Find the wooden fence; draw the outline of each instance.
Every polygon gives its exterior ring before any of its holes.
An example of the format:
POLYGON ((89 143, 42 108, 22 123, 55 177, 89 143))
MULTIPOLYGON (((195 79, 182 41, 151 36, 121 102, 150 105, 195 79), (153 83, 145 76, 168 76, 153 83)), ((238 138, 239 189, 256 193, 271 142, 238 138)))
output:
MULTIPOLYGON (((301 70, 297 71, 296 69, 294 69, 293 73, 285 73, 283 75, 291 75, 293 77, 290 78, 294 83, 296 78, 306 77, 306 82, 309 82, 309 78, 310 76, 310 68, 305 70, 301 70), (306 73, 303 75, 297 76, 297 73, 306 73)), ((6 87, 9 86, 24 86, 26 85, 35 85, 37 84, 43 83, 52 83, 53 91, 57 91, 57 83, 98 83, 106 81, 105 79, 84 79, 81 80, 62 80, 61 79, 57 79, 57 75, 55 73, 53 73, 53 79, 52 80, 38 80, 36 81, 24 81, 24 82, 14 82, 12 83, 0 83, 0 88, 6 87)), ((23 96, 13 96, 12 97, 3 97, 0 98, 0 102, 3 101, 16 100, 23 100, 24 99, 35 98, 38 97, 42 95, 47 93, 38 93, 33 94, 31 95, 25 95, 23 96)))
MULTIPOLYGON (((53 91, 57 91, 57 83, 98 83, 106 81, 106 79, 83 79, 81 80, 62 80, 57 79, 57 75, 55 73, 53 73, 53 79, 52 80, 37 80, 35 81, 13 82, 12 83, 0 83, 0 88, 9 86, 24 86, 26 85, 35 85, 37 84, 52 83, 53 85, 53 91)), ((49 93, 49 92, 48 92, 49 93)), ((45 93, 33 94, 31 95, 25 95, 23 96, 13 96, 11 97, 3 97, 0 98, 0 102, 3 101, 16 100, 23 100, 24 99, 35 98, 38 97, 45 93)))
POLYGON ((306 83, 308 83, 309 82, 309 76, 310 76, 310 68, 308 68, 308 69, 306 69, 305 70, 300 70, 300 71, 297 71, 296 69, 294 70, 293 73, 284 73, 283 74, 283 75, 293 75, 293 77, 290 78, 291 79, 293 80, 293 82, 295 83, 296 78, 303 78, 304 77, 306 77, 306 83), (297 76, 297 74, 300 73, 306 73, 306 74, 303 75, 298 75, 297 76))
★ ★ ★ ★
> _Your instructions_: Can you reproduce the items above from their beginning through the line containing "MULTIPOLYGON (((301 70, 297", substituting "stone wall" for "wooden fence" and keeping everything else the same?

> _Correct answer_:
Find the stone wall; draw the outline of each instance.
Every polygon gives its exterior ring before any of its holes.
An example of the format:
POLYGON ((89 143, 42 108, 22 123, 55 177, 89 143))
MULTIPOLYGON (((195 79, 182 41, 151 36, 121 102, 150 105, 195 79), (153 83, 145 76, 168 76, 153 83)), ((238 138, 239 189, 256 193, 271 142, 238 138)))
output:
MULTIPOLYGON (((301 70, 297 71, 296 69, 294 69, 293 73, 285 73, 283 75, 291 75, 293 77, 290 78, 294 83, 296 78, 306 77, 306 82, 309 82, 309 78, 310 76, 310 68, 305 70, 301 70), (306 73, 303 75, 297 76, 297 73, 306 73)), ((6 87, 9 86, 24 86, 26 85, 35 85, 37 84, 43 83, 52 83, 53 91, 57 91, 57 83, 98 83, 106 81, 105 79, 84 79, 81 80, 62 80, 61 79, 57 79, 57 75, 55 73, 53 73, 53 79, 52 80, 38 80, 36 81, 24 81, 24 82, 14 82, 12 83, 0 83, 0 88, 6 87)), ((23 96, 13 96, 12 97, 3 97, 0 98, 0 102, 3 101, 16 100, 23 100, 24 99, 35 98, 38 97, 42 95, 47 93, 38 93, 33 94, 31 95, 25 95, 23 96)))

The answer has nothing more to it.